FUNGAS – Nutzung anaerober Pilze für die Vergärung lignocellulosereicher Biomasse
In der INTERREG-Region Alpenrhein-Bodensee-Hochrhein (ABH) sind die Bedingungen für eine stärkere Etablierung von Biogasanlagen besonders schwierig. Die Landwirtschaft als Quelle für Einsatzstoffe und als möglicher Anlagenstandort ist besonders klein strukturiert. Regional verfügbar ist vor allem solche Biomasse, die reich an Lignocellulose (LC) ist und daher in Biogasanlagen typischerweise langsam abgebaut wird. Hinzu kommt ein saisonal stark variierendes Aufkommen solcher Biomasse in Verbindung mit der Alm-/Alpwirtschaft. Im Pansen von Wiederkäuern sorgen anaerobe Pilze für einen im Vergleich zu Biogasanlagen um ein Vielfaches schnelleren Aufschluss von LC. Ob man sich diese Eigenschaft der anaeroben Pilze zunutze machen kann, um die Biogaserzeugung aus LC-reicher Biomasse (LCB) deutlich kosteneffizienter zu gestalten, wird im Projekt FUNGAS von einem multidisziplinären Forschungsteam in Verbindung mit Partnern aus der Praxis untersucht.
Problemstellung
Die Vergärung von Gülle und Mist in landwirtschaftlichen Biogasanlagen vermeidet effektiv die Freisetzung von Treibhausgasen, erzeugt Biogas als vielseitig nutzbaren Energieträger und bringt zudem Vorteile für die organische Düngung. Der wirtschaftliche Erfolg solcher Anlagen ist jedoch stark von der vorherrschenden Agrarstruktur abhängig: Beispielsweise werden von den anfallenden Wirtschaftsdüngern in der Milchviehhaltung im Mittel für Bayern lediglich rund elf Prozent vergoren, während die entsprechende Vergärungsquote für Thüringen bei über 80 % und für Gesamtdeutschland bei 23 % liegt.
Die INTERREG-Region Alpenrhein-Bodensee-Hochrhein (ABH) ist von besonders klein strukturierter Landwirtschaft geprägt und hier sind die Vergärungsquoten für Gülle und Mist nach wie vor marginal. Die weitere Verbreitung von Hof-Biogasanlagen für kleinere Tierbestände scheitert an wirtschaftlichen Hemmnissen, vor allem an den hohen Investitionskosten im Verhältnis zur Erzeugungskapazität. Tierische Exkremente – und andere an LC-reiche Reststoffe aus der Landwirtschaft – weisen ein geringes Biogaspotenzial in Bezug auf die Frischmasse auf und die Vergärung erfordert vergleichsweise lange Verweilzeiten. Daher ist die Produktivität des Gärvolumens mit diesen Substraten limitiert. Es gibt zwar vereinzelte Konzepte, in denen eine Güllekleinanlage so günstig errichtet wurde, dass sich die Investition lohnen kann. Aufgrund der hohen Anforderungen an die Anlagensicherheit und den Umweltschutz bleiben diese jedoch Ausnahmen.

Vorliegende Zeilen:
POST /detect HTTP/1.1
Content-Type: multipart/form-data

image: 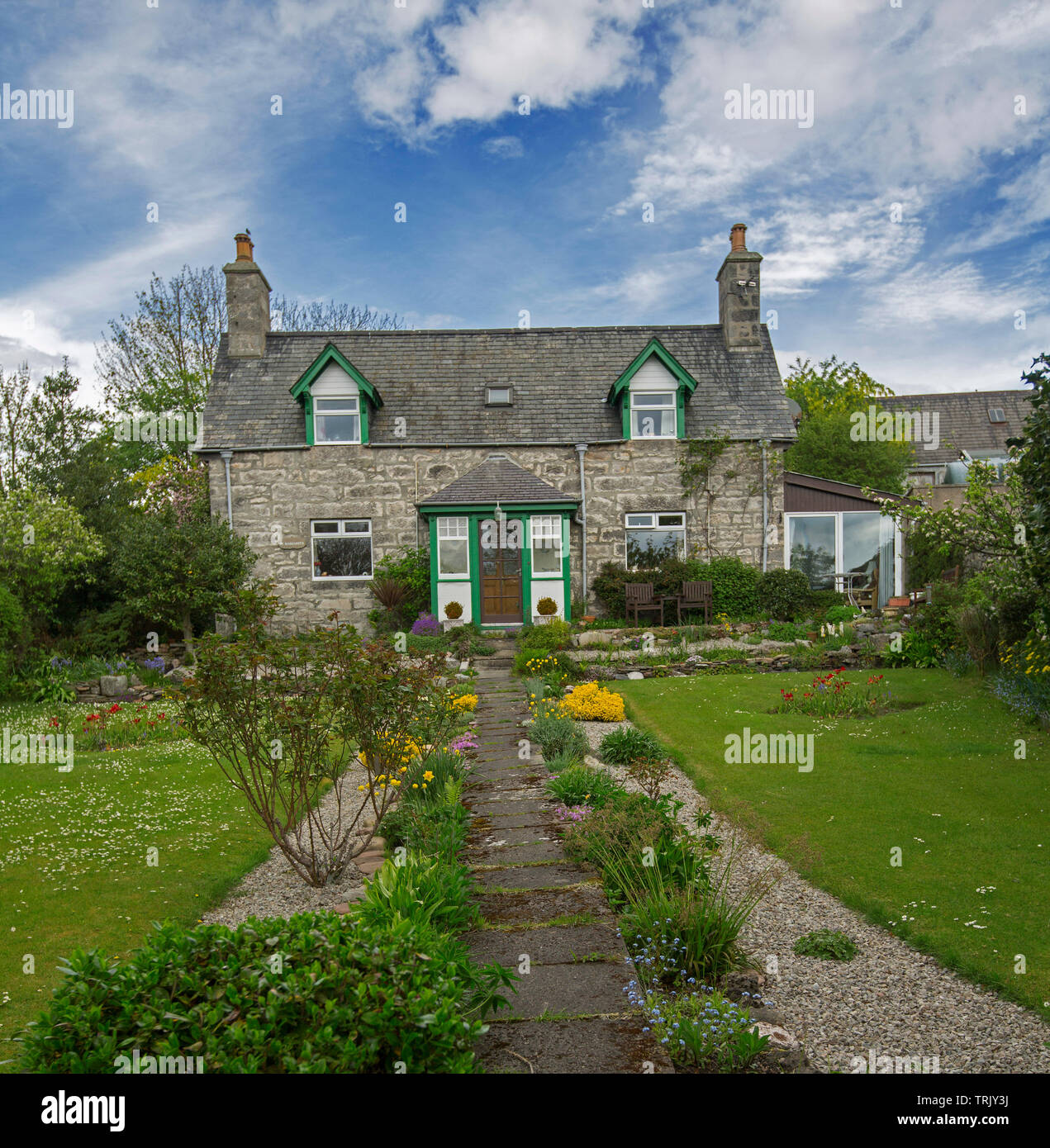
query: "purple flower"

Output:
[412,614,439,635]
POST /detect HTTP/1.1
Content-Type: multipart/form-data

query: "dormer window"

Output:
[630,391,677,439]
[291,344,382,447]
[314,395,361,444]
[606,339,696,439]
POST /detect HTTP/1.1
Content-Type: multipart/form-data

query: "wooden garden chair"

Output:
[677,582,715,626]
[624,582,664,626]
[853,562,879,610]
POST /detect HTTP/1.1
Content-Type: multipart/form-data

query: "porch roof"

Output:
[418,457,579,511]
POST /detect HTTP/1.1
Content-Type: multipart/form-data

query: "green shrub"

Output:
[355,853,479,932]
[515,618,573,653]
[529,714,591,761]
[755,569,812,622]
[810,590,857,622]
[20,913,496,1074]
[691,558,763,619]
[791,929,857,961]
[544,754,624,809]
[600,725,665,766]
[565,793,718,907]
[544,750,583,774]
[373,547,430,619]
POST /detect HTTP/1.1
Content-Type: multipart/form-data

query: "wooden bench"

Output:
[624,582,664,626]
[677,582,715,624]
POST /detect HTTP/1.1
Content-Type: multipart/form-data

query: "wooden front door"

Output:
[477,522,524,624]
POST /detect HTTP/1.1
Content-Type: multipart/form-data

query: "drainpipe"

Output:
[576,442,587,614]
[220,450,233,530]
[762,439,770,573]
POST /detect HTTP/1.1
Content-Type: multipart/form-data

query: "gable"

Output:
[202,324,795,450]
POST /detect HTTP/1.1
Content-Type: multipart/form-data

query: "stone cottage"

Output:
[197,224,794,628]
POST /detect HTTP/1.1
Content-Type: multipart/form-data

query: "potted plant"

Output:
[441,601,464,630]
[535,598,558,622]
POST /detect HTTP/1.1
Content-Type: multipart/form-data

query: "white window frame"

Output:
[529,515,565,582]
[312,391,361,447]
[310,518,376,582]
[436,515,470,582]
[630,389,677,441]
[783,510,904,597]
[624,510,689,571]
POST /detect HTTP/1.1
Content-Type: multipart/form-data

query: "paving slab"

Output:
[474,1016,674,1075]
[468,822,561,849]
[461,921,626,964]
[474,885,614,925]
[474,865,597,889]
[464,837,565,865]
[497,951,634,1019]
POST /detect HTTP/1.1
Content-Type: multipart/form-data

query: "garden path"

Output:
[464,647,673,1074]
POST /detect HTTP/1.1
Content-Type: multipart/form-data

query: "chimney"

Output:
[223,232,270,358]
[715,223,762,351]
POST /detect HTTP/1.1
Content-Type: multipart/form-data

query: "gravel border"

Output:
[201,768,371,929]
[577,722,1050,1072]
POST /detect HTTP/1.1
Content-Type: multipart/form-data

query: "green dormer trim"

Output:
[289,344,382,447]
[606,339,698,439]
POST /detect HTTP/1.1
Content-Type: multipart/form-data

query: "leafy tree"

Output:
[0,363,32,498]
[114,462,255,653]
[783,411,912,494]
[783,355,892,419]
[1011,353,1050,628]
[0,486,103,624]
[783,355,912,494]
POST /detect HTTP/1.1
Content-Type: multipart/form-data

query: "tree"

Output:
[270,295,406,330]
[0,486,103,624]
[114,460,255,656]
[95,266,226,411]
[95,266,404,412]
[783,355,892,419]
[0,363,31,498]
[1010,353,1050,630]
[783,411,912,494]
[783,355,914,494]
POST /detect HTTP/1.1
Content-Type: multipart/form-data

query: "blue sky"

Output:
[0,0,1050,404]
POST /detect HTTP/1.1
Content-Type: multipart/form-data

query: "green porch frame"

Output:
[420,503,577,630]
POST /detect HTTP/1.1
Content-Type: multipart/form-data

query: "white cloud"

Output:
[482,135,525,159]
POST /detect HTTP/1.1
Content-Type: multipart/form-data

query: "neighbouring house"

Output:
[197,224,795,627]
[783,471,911,607]
[879,391,1032,510]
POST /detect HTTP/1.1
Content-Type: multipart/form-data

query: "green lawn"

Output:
[0,704,268,1071]
[610,669,1050,1018]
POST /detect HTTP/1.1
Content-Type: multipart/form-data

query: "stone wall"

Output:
[209,441,783,628]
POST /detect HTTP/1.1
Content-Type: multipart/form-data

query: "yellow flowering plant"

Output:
[557,682,626,721]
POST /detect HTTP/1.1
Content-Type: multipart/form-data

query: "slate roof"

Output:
[879,391,1032,467]
[202,324,795,450]
[420,458,579,506]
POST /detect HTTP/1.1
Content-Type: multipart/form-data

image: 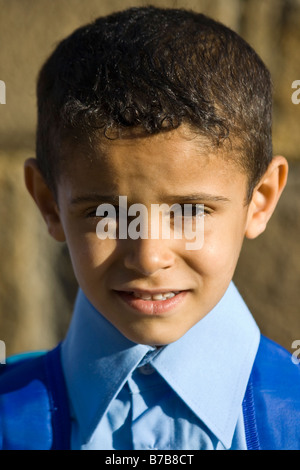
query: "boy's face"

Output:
[58,128,252,345]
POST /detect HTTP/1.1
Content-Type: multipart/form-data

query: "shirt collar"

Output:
[62,283,260,448]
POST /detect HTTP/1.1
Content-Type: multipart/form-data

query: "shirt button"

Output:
[138,363,154,375]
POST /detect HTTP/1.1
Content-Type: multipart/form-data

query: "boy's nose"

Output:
[124,238,175,276]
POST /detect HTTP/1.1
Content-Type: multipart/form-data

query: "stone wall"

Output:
[0,0,300,354]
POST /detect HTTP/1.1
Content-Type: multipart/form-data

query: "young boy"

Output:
[0,7,300,450]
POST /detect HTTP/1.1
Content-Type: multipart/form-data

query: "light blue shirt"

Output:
[62,283,260,450]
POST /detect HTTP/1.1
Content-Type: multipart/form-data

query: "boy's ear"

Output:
[24,158,66,242]
[245,156,288,238]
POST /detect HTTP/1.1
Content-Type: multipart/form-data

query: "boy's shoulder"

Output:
[246,336,300,450]
[0,347,70,450]
[0,336,300,450]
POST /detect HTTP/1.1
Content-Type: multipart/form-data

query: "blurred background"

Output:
[0,0,300,355]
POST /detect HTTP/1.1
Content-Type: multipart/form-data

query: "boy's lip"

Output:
[115,288,188,315]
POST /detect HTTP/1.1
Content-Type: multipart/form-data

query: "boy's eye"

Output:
[171,204,210,218]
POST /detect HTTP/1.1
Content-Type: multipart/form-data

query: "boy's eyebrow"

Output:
[71,193,230,205]
[167,193,230,202]
[71,193,119,205]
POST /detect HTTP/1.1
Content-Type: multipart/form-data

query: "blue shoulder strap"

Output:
[243,336,300,450]
[0,346,70,450]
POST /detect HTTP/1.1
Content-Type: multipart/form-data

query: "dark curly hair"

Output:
[36,6,272,199]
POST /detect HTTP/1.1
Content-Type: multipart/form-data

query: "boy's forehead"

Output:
[58,128,246,200]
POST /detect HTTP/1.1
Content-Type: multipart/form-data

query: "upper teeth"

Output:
[133,292,178,300]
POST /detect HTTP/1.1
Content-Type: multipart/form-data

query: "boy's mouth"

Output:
[129,291,180,301]
[116,290,188,315]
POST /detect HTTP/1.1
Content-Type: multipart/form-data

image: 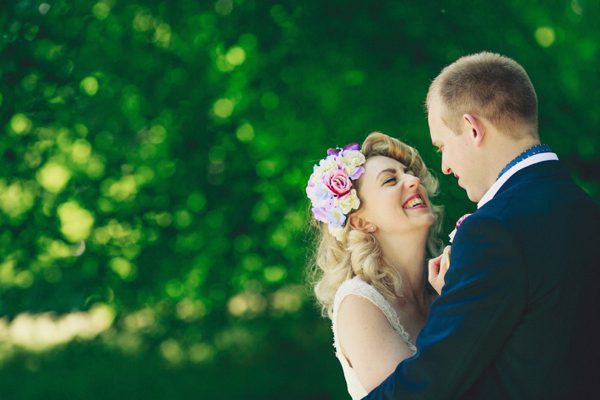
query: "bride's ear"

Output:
[348,212,373,233]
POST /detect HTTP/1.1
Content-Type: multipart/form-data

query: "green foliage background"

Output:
[0,0,600,399]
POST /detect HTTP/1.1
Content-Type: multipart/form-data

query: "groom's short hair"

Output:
[426,52,538,138]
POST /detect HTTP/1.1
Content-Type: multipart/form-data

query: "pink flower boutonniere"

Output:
[448,214,471,243]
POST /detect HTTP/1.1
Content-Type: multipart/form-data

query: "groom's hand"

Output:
[429,246,451,294]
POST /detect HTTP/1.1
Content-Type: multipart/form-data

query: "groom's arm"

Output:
[365,214,526,400]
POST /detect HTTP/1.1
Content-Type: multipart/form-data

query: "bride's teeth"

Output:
[404,197,423,208]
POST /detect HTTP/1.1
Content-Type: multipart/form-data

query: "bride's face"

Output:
[357,156,434,234]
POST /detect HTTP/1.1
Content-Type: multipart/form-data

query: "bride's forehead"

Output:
[365,156,404,170]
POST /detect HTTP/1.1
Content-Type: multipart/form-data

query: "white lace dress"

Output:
[332,277,417,400]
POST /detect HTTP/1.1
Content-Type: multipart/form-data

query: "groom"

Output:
[366,53,600,400]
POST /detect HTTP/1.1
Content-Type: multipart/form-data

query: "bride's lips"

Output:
[402,193,427,210]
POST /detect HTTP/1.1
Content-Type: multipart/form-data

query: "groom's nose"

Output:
[442,160,452,175]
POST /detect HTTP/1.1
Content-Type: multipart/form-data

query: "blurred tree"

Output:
[0,0,600,399]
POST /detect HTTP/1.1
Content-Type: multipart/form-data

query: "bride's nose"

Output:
[402,175,421,189]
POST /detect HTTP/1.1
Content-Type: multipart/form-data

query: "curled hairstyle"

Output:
[309,132,442,318]
[426,52,538,139]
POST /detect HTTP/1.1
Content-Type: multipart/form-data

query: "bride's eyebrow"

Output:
[375,168,396,179]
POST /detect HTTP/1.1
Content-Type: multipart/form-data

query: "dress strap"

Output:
[332,276,417,354]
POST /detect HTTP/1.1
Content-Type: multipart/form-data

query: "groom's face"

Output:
[427,96,485,202]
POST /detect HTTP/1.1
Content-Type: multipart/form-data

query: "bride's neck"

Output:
[379,234,429,310]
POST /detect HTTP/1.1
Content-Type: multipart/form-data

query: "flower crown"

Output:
[306,143,365,241]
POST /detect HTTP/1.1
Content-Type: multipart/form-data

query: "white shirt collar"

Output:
[477,153,558,208]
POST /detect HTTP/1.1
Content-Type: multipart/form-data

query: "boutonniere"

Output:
[448,214,471,243]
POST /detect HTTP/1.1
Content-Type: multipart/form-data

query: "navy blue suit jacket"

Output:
[365,161,600,400]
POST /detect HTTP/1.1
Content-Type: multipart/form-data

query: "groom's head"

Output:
[426,52,539,201]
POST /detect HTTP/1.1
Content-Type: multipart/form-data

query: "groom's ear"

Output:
[348,212,371,232]
[463,114,485,147]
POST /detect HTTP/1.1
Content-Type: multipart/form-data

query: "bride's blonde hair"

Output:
[309,132,442,318]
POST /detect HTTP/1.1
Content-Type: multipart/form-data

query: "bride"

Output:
[306,132,447,399]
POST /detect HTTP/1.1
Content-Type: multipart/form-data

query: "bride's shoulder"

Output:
[333,276,385,313]
[334,276,379,304]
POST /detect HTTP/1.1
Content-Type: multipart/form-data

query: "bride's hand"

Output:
[429,246,451,294]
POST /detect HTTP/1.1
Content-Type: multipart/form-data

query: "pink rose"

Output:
[323,169,352,197]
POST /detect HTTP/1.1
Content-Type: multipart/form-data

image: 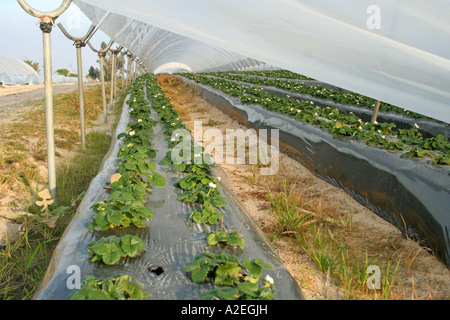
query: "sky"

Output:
[0,0,110,76]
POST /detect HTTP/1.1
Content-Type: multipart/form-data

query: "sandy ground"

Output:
[160,75,450,300]
[0,82,105,245]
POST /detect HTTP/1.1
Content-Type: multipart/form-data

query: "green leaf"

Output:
[209,196,227,207]
[238,282,259,297]
[191,265,209,283]
[217,287,239,300]
[253,258,274,270]
[87,289,111,300]
[172,162,186,172]
[150,172,166,188]
[206,233,218,246]
[106,210,122,227]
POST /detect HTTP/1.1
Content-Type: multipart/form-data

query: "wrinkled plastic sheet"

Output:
[182,78,450,266]
[209,76,450,139]
[34,94,303,300]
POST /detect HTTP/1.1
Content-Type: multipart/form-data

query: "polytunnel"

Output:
[0,57,42,85]
[21,0,450,299]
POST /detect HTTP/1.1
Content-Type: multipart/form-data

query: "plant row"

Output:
[178,73,450,165]
[146,74,275,300]
[209,70,314,80]
[70,78,166,300]
[200,72,425,118]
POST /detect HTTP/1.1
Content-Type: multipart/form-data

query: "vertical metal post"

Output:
[99,54,108,123]
[109,52,116,110]
[41,24,57,201]
[17,0,72,202]
[58,23,95,149]
[76,42,86,149]
[88,40,114,123]
[371,100,380,122]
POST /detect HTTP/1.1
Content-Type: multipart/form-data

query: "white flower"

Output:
[264,275,273,284]
[208,182,217,189]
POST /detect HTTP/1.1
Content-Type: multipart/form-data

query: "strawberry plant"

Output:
[189,204,222,224]
[88,235,145,265]
[69,275,151,300]
[200,280,276,300]
[206,230,245,249]
[89,193,153,231]
[184,252,273,286]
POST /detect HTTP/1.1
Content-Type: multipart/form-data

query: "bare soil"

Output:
[158,76,450,300]
[0,82,111,245]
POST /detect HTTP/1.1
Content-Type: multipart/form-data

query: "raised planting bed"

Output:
[178,74,450,265]
[204,72,450,139]
[31,75,303,300]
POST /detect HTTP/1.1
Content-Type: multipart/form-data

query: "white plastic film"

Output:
[74,0,450,123]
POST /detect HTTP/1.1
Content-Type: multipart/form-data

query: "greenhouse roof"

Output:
[74,0,450,122]
[0,57,41,84]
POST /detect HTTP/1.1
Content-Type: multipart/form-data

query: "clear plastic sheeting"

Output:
[74,0,450,123]
[0,57,42,85]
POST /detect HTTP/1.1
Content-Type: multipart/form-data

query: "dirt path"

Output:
[159,74,450,300]
[0,82,98,109]
[0,82,107,245]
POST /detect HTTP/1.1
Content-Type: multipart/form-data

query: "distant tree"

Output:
[55,69,78,77]
[56,69,70,77]
[22,58,41,72]
[88,66,100,80]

Aufgabe:
Beantworte anhand des Textauszugs über das Projekt FUNGAS diese drei Fragen:
(a) Wo sorgen anaerobe Pilze für einen deutlich schnelleren Aufschluss von Lignocellulose?
(b) Welcher Anteil der Wirtschaftsdünger aus der Milchviehhaltung wird im Mittel für Bayern vergoren?
(c) Woran scheitert vor allem die weitere Verbreitung von Hof-Biogasanlagen für kleinere Tierbestände?
Die Zeilen sind eigenständiges Material und stehen in keinem Zusammenhang mit dem Textauszug.

Lösung:
(a) Im Pansen von Wiederkäuern.
(b) Lediglich rund elf Prozent.
(c) An den hohen Investitionskosten im Verhältnis zur Erzeugungskapazität.